Виктор Некрасов - Взгляд и нечто
Уход Шелеста объясняли (канадские украинцы особенно почему-то верят) его, мол, националистическими убеждениями и стремлениями к некоей самостоятельности. Не уверен, что в действительности было так (ну какие у секретаря ЦК могут быть устремления к самостоятельности, к какой?), но определенный, а может быть, назовем его элементарный, государственный ум у него, по-видимому, был. При нем, например, Иван Дзюба после своего нашумевшего на весь мир письма Шелесту («Интернационализм или русификация?») мог все же спокойно работать. Правда, на маленькой, не соответствующей его возможностям должности рядового редактора в Гослитиздате Украины, но все же работал. При появлении нового министра КГБ его тут же, по указанию Шелеста, с извинениями восстановили. Когда Шелеста убрали, Дзюбу тут же арестовали.
В 1964 году, сразу после того, как Хрущев оказался волюнтаристом и субъективистом,[3] Петр Ефимович Шелест соизволил провести со мной довольно длительную беседу.

Записи из набора данных с указанием точек:
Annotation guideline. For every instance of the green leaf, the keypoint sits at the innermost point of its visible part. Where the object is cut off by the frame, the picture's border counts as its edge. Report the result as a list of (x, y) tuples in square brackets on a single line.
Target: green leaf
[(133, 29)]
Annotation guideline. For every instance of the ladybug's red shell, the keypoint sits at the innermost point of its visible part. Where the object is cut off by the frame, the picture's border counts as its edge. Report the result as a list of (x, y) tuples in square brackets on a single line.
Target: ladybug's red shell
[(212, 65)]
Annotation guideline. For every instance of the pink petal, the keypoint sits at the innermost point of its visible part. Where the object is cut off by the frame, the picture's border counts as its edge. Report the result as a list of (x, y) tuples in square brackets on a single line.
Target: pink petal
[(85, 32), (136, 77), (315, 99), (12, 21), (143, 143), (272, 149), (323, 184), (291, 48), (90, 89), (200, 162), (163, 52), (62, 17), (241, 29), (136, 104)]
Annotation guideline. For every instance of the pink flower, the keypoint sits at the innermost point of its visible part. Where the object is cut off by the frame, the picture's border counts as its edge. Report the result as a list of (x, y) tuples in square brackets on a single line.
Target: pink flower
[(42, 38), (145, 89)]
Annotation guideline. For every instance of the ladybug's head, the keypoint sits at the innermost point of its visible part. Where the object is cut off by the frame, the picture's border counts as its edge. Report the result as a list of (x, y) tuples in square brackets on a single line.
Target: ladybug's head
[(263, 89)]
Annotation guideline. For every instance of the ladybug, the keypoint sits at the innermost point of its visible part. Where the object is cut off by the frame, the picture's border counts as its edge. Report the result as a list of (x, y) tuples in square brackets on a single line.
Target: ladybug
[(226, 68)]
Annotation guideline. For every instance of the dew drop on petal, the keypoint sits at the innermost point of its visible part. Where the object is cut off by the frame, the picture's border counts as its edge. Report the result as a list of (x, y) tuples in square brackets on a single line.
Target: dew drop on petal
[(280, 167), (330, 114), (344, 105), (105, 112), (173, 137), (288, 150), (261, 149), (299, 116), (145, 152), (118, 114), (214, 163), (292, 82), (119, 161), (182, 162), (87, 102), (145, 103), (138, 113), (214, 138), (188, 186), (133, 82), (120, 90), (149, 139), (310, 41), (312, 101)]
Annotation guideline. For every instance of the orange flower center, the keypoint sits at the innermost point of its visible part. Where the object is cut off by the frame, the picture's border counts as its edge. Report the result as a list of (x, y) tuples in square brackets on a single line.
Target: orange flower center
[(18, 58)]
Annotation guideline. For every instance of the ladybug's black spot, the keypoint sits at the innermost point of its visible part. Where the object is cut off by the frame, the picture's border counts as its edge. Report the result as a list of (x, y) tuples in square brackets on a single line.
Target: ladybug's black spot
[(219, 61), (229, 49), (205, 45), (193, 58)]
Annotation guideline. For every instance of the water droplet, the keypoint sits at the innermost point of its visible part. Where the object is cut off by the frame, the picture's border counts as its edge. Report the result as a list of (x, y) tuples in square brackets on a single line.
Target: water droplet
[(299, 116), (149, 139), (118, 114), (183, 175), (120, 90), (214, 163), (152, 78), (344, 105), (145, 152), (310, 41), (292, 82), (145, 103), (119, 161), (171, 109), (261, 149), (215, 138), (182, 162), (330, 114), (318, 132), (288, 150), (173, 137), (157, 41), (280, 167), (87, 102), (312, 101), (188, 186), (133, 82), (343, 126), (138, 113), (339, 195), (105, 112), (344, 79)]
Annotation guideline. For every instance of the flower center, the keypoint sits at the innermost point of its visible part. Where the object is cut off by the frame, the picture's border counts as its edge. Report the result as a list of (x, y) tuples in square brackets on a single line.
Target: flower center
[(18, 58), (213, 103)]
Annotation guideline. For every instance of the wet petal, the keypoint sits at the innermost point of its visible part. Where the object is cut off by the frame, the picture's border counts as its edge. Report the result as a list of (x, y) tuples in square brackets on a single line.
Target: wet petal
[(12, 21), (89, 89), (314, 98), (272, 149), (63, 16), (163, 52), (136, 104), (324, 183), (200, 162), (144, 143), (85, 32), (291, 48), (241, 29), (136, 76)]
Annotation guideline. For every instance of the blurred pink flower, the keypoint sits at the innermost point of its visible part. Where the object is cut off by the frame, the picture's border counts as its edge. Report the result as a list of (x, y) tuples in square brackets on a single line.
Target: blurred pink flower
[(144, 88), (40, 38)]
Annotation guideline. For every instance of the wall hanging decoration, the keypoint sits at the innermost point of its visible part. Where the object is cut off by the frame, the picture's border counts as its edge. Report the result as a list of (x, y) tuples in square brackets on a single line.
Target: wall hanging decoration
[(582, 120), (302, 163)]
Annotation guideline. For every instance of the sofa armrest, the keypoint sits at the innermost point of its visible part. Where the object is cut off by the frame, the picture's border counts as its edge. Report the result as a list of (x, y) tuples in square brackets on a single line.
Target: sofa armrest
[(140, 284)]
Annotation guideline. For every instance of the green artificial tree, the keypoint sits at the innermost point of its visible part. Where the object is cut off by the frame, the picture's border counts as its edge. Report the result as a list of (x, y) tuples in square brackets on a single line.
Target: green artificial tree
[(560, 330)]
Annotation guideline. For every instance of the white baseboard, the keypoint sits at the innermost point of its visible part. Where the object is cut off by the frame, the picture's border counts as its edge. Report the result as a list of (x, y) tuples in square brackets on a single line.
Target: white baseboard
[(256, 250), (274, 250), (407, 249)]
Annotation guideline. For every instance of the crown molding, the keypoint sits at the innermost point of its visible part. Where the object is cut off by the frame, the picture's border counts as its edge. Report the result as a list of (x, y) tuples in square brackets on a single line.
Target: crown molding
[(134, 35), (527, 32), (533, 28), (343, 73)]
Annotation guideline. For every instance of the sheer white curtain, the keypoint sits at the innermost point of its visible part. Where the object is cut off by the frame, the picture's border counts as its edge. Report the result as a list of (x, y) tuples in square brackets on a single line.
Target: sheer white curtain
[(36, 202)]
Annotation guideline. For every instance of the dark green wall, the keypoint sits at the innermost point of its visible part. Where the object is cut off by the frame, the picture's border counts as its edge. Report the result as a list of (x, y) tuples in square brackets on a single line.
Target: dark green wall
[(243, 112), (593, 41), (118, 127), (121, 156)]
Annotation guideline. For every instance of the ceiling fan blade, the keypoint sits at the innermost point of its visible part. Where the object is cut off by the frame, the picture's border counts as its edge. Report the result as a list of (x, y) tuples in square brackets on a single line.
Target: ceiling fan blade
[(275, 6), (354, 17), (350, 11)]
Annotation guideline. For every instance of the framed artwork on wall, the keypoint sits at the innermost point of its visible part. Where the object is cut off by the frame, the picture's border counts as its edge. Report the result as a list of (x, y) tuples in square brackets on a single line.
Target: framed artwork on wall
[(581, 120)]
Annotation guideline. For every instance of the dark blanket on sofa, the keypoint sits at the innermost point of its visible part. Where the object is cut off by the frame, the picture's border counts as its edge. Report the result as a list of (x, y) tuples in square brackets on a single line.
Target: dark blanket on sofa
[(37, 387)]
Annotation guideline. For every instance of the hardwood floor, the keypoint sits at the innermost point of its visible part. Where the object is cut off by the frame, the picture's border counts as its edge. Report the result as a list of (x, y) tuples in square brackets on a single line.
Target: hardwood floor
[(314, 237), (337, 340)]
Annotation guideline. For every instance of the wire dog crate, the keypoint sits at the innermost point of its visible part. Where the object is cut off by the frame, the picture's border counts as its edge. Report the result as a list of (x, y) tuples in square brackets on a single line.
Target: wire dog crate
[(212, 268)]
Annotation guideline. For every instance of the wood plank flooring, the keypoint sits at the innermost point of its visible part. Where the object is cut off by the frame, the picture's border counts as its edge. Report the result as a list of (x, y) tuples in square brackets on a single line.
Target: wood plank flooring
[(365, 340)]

- _Письменное задание A_:
Чем автор отрывка о Шелесте подкрепляет мысль о том, что у Шелеста, по-видимому, был элементарный государственный ум? Ответьте в одном–трех предложениях.
- _Письменное задание B_:
Ответьте на вопросы по отрывку о Шелесте:
(i) Кто, по словам автора, особенно верит, что Шелест ушел из-за националистических убеждений?
(ii) Как называлось письмо Ивана Дзюбы Шелесту?
(iii) В каком году Шелест провел с автором длительную беседу?
- _Письменное задание C_:
Продолжите отрывок о Шелесте, начав сразу после его последнего предложения.

- _Результат задания A_:
Автор приводит пример Ивана Дзюбы: после нашумевшего письма Шелесту «Интернационализм или русификация?» тот при Шелесте все же мог спокойно работать рядовым редактором в Гослитиздате Украины. А когда появился новый министр КГБ, Дзюбу по указанию Шелеста с извинениями восстановили.

- _Результат задания B_:
(i) Канадские украинцы.
(ii) «Интернационализм или русификация?»
(iii) В 1964 году.

- _Результат задания C_:
На меня он произвел довольно приятное впечатление — внимательность при разговоре и умение слушать как-то не вязались у меня с образом первого секретаря и его круглой, плоской, как блин, с маленькими глазками, не очень-то выразительной физиономией. Перво-наперво он осведомился о здоровье Зинаиды Николаевны, моей матери (именно Зинаиды Николаевны!), о которой так много слышал хорошего, потом и меня малость похвалил — «у вас, говорят, были неприятности по партийной линии, и вы очень мужественно держались, теперь это не часто случается…» Потом разговор пошел о том о сем — о войне, о задачах литературы, о Солженицыне, о нынешней молодежи. Разговор был настолько непринужденным (учитывая все-таки стол с карандашами, разделяющий нас), что я позволил себе даже спросить, когда речь коснулась модной тогда темы «преемственности поколений»:
— Вот у вас есть дети, — сказал я, — которые, очевидно, многим интересуются. И задают вопросы. Вопросы, на которые не всегда легко ответить. О Сталине, Хрущеве, их ошибках.
Шелест ничуть не смутился, а я немного надеялся на это, и сказал:
— Я им ответил так же, как, вероятно, ответили б и вы. Сталин и Хрущев могли ошибаться, но Партия никогда не ошибается.
После этого я вопросы задавать перестал.
Вскоре беседа, смысл которой я никак не мог уловить, подошла к концу, и тут все стало ясно. Оказалось, что готовится какая-то конференция, встреча интеллигенции с руководителями партии, и вот желательно, чтоб я на ней выступил и рассказал о том, как Хрущев меня критиковал.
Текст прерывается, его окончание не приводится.